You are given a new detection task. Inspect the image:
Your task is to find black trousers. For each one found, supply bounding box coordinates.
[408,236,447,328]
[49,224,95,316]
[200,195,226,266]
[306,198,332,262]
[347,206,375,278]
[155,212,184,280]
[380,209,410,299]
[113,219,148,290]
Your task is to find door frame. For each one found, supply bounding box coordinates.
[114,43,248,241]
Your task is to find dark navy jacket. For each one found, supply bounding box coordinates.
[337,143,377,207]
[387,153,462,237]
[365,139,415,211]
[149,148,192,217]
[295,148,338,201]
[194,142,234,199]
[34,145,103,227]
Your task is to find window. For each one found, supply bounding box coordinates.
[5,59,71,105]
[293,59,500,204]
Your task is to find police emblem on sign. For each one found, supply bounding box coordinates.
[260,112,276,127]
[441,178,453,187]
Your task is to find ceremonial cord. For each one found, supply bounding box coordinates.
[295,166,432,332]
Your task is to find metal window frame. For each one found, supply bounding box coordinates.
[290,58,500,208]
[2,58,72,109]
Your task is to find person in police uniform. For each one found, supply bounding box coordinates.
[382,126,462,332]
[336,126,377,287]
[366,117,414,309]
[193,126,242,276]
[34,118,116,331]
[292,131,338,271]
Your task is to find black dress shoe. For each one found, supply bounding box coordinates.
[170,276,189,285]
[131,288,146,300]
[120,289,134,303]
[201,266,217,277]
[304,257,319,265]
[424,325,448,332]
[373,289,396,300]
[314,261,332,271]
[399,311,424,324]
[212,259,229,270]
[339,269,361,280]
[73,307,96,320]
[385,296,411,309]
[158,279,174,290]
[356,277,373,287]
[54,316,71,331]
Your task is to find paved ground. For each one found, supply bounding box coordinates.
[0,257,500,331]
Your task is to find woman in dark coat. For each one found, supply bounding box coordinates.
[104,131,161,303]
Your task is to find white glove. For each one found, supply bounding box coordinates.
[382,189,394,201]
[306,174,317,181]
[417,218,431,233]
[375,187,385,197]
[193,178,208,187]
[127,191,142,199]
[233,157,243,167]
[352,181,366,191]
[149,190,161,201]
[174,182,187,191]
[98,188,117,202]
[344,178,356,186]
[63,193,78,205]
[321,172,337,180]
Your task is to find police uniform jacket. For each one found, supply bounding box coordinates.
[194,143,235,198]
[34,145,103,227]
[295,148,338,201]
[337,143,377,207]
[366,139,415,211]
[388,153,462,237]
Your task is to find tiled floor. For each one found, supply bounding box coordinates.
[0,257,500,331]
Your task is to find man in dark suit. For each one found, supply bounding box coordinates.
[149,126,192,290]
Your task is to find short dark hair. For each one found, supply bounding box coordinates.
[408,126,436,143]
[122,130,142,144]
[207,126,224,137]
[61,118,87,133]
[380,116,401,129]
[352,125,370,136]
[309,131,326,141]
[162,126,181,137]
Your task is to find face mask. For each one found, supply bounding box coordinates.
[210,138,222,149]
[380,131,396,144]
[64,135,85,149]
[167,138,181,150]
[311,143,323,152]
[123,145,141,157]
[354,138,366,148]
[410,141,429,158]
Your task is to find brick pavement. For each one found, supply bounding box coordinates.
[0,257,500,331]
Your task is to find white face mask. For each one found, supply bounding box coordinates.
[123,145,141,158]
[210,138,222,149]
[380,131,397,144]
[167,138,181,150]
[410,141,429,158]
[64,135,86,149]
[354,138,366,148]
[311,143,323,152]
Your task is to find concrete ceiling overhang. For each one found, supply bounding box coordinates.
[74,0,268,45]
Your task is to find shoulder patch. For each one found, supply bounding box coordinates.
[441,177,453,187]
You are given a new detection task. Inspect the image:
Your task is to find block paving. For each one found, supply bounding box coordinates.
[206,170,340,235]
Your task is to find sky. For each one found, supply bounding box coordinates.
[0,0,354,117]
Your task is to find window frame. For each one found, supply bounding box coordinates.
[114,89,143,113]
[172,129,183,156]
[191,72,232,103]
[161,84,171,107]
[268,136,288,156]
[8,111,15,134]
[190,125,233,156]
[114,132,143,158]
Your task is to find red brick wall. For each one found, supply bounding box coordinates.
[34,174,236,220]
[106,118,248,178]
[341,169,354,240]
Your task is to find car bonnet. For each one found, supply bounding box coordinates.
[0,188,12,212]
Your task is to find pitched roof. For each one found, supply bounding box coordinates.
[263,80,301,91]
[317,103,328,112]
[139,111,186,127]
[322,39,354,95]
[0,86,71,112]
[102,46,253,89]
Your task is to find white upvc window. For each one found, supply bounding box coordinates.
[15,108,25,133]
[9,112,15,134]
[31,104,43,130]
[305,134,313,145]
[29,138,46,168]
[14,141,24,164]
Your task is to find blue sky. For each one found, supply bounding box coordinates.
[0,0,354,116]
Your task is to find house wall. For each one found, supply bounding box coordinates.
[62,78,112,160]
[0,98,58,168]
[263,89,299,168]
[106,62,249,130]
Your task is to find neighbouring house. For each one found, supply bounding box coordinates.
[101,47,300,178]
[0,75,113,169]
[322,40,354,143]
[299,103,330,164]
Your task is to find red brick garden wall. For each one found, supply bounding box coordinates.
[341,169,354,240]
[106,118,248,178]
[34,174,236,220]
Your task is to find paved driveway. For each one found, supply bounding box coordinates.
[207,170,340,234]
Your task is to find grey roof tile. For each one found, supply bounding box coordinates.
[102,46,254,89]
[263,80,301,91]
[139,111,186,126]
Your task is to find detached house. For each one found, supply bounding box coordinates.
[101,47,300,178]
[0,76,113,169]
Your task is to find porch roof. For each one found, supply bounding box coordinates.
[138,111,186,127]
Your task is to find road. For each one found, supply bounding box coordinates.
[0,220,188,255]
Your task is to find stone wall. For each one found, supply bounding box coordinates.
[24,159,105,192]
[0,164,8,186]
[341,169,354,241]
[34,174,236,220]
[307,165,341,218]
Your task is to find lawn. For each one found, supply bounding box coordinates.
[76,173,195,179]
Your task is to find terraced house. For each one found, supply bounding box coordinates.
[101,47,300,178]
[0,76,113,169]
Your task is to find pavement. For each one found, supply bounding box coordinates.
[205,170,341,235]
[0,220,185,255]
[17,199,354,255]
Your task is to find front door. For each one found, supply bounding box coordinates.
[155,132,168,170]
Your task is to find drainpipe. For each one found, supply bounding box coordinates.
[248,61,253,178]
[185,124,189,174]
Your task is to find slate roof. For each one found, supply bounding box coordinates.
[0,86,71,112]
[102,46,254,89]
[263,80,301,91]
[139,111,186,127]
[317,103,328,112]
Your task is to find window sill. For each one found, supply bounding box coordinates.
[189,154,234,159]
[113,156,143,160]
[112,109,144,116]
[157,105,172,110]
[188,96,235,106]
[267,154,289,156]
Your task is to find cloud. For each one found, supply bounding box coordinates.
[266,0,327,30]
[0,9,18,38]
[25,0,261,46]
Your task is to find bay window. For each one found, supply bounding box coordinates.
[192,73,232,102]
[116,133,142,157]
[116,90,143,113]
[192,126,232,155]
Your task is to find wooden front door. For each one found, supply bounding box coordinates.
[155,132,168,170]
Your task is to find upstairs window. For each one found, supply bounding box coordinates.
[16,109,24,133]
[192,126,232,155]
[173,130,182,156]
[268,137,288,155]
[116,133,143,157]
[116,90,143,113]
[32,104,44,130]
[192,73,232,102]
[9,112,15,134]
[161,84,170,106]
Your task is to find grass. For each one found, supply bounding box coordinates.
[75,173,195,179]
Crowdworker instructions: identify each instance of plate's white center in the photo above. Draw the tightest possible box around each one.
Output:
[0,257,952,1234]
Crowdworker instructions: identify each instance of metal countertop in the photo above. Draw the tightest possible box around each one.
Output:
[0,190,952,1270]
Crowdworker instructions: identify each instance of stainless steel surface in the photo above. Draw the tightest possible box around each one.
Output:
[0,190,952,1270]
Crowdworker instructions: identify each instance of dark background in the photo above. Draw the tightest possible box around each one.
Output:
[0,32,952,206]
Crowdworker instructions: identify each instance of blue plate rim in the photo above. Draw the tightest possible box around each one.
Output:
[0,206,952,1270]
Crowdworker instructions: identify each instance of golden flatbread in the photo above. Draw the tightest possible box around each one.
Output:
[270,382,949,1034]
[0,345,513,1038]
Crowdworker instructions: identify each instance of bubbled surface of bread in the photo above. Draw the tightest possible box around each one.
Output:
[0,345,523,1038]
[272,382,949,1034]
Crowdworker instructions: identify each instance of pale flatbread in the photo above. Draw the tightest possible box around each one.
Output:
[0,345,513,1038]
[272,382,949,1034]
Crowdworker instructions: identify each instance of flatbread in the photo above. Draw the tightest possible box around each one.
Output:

···

Rewrite the lines of the records above as a JSON list of strings, one string per line and no blank lines, covering only the lines between the line containing "Your task is to find car" and the line containing "[102,46,253,89]", inclusive.

### Result of the task:
[
  "Your task is to find car bonnet. For each one found, supply bounding box coordinates.",
  "[0,188,12,212]",
  "Your task is to find pitched roof. For each one found, supply bounding box coordinates.",
  "[263,80,301,91]",
  "[317,103,328,112]",
  "[139,111,186,127]",
  "[322,39,354,95]",
  "[0,86,71,112]",
  "[102,46,253,89]"
]